Copy out the material below word for word, from the line containing "Target: twin contrail trail" through the end of the material.

============

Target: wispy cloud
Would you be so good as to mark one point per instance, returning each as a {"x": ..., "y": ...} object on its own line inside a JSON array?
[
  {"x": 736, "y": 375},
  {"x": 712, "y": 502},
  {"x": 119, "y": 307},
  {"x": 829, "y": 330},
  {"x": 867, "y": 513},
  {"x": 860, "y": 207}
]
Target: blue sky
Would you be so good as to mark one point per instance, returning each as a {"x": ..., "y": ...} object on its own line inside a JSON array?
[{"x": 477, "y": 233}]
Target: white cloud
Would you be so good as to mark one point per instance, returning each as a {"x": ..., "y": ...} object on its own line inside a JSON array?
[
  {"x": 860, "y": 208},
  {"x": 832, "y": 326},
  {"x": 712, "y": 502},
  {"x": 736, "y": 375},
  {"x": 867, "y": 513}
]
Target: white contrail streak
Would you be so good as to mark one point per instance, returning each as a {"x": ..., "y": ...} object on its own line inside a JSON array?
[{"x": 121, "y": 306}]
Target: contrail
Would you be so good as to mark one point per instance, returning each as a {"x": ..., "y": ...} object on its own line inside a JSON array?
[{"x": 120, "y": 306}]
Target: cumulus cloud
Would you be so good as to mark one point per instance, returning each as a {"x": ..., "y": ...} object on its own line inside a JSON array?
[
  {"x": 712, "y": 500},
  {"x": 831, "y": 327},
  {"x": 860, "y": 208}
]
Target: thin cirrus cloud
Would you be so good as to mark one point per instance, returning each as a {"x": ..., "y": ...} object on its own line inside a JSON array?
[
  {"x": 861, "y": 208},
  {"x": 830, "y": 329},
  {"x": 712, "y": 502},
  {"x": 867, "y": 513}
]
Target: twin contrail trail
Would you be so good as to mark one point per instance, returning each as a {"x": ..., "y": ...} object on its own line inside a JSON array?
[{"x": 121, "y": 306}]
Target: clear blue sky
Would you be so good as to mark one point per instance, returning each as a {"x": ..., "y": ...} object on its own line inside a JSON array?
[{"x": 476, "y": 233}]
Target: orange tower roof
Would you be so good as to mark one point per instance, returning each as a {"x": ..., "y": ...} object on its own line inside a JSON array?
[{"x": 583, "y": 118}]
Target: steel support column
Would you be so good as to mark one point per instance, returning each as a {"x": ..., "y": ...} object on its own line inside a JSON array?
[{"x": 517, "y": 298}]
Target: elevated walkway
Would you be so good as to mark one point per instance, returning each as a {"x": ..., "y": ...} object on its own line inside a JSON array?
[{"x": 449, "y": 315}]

============

* _ANSWER IN FULL_
Target: twin contrail trail
Would you be so good as to mark one point per instance, returning each as a {"x": ..., "y": ...} object on its own line inside a JSON array?
[{"x": 121, "y": 306}]
Target: clear blue sky
Would you be so good as to mark one point per instance, returning each as a {"x": ..., "y": ...} object on its own line inside a JSON array?
[{"x": 476, "y": 233}]
Target: orange tower roof
Would you be so good as to mark one point per instance, returning each as a {"x": ..., "y": ...} object on its own line inside a JSON array?
[{"x": 583, "y": 118}]
Target: steel support column
Would you be so good as to mark one point per instance, returning each as a {"x": ..., "y": ...} object on its own line inside a JSON array?
[{"x": 517, "y": 298}]
Target: elevated walkway
Would you be so good as to mark one point per instance, returning each as a {"x": ..., "y": ...} object on its own line inside a JSON array?
[{"x": 449, "y": 315}]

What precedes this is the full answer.